Text under study
----
Four Tips to Strengthen Your Supply Chain Management

06.20.2025
Manufacturing

The following article first appeared in the Insights section of J.P. Morgan Private Bank’s website. It is reposted here with permission.


Supply chains have never been more complex—or more critical to business success.

“For decades, globalization led to increasingly interconnected supply chains, minimizing disruptions over time. However, following the COVID-19 pandemic and tariff-related disruptions, supply chain management has become a critical topic in C-suite discussions, as everyone now recognizes their stake in its success,” said Anubhav Shrivastava, head of J.P. Morgan North America Trade and Working Capital. 

Supply chain management coordinates activities that move materials from supplier to manufacturer to customer—on time and on budget. This includes planning, sourcing, procurement, inventory management, finance and logistics working together seamlessly.   

An effective supply chain strategy directly supports cost efficiency and customer satisfaction. 

“If your procurement organization doesn’t negotiate the right pricing or terms, you’ll pay more than competitors for the same raw materials,” Shrivastava said.

“At the same time, companies need to create win-win situations with suppliers to ensure quality, timely delivery and supplier sustainability.

“The more efficient you are, the more affordable your goods can be and the more satisfaction you create.”

Best Practices

Use these supply chain management strategies to turn your supply chain into a competitive advantage. 

1. Strengthen working capital efficiency. Maximize working capital, shorten cash conversion cycles and stabilize cash flow with tools that reduce days sales outstanding and extend days payable.

  • Supply chain finance: If your business sells products or services to a larger buyer, ask whether the company has a supply chain finance program. These are buyer-led, bank-funded early payment programs that allow suppliers to accelerate payments on their buyer-approved invoices maturing in the future. “These are desirable programs for suppliers, because they use the buyer’s credit to accelerate accounts receivable while preserving availability under suppliers’ own credit facilities for other activities,” said Demet Kologlu, Head of Core Trade Products Sales at J.P. Morgan.
----
Raw data
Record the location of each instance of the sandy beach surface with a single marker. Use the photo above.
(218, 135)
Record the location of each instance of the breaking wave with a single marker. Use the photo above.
----
Work instructions
A - Recast the supply chain article's paragraph that begins "Supply chain management coordinates activities" as a short bulleted list that keeps its main facts.
B - Write the next part of the supply chain article, picking up right after its last sentence.
The data have no connection to the supply chain article.

Answer section
A -
- Supply chain management coordinates the activities that move materials from supplier to manufacturer to customer, on time and on budget.
- It involves planning, sourcing, procurement, inventory management, finance and logistics working together seamlessly.

B -
    While large companies commonly offer supply chain finance, midsize businesses can also establish these programs to provide suppliers fast payment while maintaining credit reserves.  
  • Accounts receivable finance: When customers don’t offer supply chain finance, consider receivables financing. This allows suppliers to sell invoices for upfront payment. “It’s effective when the supplier has sizeable deal flow with the customer, creating economies of scale,” Kologlu said. 

2. Invest in supplier relationships. Know which of your suppliers are business-critical and establish a supplier relationship management strategy to build strong, collaborative ties that create joint value.

Businesses with strong supplier relationship management monitor important suppliers’ health to prevent costly delays. They implement practices that keep suppliers financially healthy and stable, including balanced payment terms and development initiatives. 

Effective supplier relationship management unlocks efficiencies during normal operations and proves invaluable during disruptions. 

“The stronger your relationship with your supplier, the more likely you are to be at the top of their critical buyer list,” Kologlu said. 

3. Build resilience. Stress-test your supply chain to understand how it will react to disruptions and identify mitigation strategies.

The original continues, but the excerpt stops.